### Çıkarılan metin
%%

CUMA HUTBESİ |Mirac Kandili

Yazar Editör

DERLEYEN: AKADEMİ DUISBURG

سُبْحَانَ الَّذِي أَسْرَى بِعَبْدِهِ لَيْلًا مِنَ الْمَسْجِدِ الْحَرَامِ إِلَى الْمَسْجِدِ الْأَقْصَى الَّذِي بَارَكْنَا حَوْلَهُ لِنُرِيَهُ مِنْ آيَاتِنَا إِنَّهُ هُوَ السَّمِيعُ الْبَصِيرُ

Bir gece, kendisine bazı delillerimizi gösterelim diye kulu Muhammed’i, Mescid-i Haramdan, çevresini mübarek kıldığımız Mescid-i Aksaya götüren O zatın şanı ne yücedir! Bütün eksikliklerden uzaktır O! Gerçekten, her şeyi işiten, her şeyi gören O’dur. (Isra:17/1)

Muhterem Müslümanlar; bu gece, cumayı cumartesiye bağlayan gece Mirac Kandili.

%%

### Çıkarılan satırlar

%%

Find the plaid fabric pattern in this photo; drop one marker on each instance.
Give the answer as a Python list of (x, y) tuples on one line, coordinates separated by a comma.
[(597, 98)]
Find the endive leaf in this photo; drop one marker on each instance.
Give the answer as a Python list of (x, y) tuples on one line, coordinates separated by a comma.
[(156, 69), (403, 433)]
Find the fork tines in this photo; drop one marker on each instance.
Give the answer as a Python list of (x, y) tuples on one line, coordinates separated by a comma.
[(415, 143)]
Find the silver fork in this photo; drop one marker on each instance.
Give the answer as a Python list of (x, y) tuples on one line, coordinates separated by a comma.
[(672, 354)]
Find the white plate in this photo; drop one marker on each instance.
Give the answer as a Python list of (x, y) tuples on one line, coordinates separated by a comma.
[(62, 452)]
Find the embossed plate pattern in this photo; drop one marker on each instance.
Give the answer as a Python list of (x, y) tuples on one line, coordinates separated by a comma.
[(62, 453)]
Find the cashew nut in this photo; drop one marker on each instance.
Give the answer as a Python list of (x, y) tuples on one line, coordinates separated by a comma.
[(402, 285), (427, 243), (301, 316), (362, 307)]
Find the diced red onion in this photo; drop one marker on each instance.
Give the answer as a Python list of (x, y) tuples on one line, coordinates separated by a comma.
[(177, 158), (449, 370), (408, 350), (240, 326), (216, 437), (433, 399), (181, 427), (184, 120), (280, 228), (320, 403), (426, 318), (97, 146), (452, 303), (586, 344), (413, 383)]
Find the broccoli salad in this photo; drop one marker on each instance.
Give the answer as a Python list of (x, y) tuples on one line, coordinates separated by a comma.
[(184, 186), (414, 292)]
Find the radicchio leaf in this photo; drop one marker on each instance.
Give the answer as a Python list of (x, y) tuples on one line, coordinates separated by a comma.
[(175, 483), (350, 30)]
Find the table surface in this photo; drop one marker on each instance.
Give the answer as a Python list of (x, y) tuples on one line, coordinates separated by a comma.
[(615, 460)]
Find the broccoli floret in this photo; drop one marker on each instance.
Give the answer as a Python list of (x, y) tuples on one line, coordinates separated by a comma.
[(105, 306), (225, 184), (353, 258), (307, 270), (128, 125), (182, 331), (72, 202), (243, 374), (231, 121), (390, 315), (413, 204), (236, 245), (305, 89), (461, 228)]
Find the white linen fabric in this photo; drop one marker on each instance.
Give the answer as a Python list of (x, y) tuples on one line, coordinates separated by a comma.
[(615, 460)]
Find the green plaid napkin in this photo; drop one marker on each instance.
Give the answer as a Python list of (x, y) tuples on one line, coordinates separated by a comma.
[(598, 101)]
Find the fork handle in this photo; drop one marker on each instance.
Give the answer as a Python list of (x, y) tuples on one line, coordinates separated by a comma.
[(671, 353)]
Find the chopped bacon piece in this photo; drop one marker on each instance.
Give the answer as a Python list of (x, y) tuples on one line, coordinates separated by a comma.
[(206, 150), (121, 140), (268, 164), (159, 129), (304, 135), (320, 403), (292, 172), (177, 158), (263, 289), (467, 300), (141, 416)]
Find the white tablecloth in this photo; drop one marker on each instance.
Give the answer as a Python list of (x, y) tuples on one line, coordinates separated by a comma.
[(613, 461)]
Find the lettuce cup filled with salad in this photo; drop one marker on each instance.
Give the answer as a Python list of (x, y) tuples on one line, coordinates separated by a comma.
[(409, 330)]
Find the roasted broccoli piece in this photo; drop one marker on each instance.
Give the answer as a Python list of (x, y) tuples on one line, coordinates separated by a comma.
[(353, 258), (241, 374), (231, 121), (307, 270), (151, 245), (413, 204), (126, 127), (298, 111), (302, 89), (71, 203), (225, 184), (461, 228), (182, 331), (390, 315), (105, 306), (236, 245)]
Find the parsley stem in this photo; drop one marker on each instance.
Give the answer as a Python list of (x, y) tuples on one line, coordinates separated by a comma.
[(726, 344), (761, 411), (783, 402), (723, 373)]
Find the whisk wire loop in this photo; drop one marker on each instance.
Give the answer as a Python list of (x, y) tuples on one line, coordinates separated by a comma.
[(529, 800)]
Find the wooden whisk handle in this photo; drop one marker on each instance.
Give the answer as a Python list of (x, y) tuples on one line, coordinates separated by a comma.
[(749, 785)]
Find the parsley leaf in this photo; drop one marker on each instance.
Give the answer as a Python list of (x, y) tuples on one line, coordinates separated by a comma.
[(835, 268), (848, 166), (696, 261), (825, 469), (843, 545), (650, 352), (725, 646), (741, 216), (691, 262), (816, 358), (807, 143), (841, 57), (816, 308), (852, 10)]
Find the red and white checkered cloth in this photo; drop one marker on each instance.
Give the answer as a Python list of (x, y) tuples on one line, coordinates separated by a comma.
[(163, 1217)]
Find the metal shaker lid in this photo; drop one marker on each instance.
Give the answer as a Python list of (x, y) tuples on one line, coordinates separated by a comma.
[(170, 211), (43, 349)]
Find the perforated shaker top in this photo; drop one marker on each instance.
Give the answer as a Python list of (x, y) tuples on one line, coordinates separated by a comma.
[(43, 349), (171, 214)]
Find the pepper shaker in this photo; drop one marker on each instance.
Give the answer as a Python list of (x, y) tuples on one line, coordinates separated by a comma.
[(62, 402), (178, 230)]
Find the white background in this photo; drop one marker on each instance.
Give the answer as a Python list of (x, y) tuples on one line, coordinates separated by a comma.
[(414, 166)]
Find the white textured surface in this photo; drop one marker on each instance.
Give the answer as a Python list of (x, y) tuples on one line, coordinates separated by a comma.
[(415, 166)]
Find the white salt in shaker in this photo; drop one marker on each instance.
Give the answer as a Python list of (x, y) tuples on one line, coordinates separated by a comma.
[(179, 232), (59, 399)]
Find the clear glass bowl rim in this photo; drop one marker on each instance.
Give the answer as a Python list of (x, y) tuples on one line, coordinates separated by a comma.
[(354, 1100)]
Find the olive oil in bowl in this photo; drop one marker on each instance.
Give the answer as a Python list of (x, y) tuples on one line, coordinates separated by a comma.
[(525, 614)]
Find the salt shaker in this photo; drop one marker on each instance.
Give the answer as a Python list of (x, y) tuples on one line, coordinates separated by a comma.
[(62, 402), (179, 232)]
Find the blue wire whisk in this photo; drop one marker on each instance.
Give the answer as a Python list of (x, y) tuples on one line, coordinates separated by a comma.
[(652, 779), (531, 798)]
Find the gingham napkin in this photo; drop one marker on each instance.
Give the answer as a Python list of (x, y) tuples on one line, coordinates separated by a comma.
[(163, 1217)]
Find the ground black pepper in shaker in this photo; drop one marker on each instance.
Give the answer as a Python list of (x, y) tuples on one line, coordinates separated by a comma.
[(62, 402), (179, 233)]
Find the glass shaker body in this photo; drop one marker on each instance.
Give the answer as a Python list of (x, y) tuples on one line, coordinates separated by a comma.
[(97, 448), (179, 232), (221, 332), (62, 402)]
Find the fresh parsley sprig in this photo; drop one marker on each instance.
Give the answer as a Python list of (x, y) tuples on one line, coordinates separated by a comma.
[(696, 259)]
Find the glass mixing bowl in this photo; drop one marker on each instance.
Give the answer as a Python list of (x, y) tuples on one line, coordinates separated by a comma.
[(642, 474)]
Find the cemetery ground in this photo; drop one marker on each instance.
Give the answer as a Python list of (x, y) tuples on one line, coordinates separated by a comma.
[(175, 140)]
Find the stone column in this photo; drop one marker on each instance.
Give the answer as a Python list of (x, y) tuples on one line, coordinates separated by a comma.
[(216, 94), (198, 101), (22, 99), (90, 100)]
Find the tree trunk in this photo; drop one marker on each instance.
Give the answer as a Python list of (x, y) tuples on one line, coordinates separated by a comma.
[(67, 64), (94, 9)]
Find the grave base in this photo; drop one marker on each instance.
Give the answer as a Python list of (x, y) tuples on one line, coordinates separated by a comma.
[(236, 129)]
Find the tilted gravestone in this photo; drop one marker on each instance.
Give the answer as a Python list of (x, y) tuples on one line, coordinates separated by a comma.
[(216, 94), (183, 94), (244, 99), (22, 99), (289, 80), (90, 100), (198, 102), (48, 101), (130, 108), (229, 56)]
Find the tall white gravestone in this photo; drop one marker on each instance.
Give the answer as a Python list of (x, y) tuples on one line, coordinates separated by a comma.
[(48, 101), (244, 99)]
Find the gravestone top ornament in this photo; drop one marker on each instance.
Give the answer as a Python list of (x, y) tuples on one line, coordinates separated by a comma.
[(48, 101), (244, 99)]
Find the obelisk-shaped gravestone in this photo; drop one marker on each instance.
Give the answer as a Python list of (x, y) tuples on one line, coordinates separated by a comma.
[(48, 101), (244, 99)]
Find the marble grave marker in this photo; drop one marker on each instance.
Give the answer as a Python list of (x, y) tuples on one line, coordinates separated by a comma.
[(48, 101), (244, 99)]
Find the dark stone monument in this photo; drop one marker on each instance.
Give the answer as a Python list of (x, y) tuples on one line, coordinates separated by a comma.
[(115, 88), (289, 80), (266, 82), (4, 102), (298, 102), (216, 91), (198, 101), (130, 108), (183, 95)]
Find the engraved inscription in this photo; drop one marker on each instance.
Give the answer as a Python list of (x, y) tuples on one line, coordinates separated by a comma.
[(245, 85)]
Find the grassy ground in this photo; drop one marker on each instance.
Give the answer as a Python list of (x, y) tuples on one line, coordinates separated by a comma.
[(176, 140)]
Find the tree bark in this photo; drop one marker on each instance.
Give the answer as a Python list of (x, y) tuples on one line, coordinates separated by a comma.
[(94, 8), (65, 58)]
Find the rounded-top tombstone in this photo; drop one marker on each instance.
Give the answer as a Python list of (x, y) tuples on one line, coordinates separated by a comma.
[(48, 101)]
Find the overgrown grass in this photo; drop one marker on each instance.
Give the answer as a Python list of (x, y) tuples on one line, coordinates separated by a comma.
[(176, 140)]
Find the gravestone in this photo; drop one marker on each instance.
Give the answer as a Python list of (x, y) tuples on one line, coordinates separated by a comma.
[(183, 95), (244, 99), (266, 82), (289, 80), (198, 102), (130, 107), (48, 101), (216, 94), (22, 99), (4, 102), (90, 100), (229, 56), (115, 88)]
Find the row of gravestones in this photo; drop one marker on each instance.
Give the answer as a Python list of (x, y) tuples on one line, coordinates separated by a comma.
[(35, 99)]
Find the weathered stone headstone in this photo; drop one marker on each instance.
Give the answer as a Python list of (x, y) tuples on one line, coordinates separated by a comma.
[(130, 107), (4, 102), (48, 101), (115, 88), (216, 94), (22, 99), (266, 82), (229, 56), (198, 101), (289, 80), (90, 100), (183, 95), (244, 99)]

%%

### Alıştırma yönergesi
Mirac Kandili hutbesine göre Mirac Kandili hangi gecedir?

### Örnek çözüm
Cumayı cumartesiye bağlayan gecedir.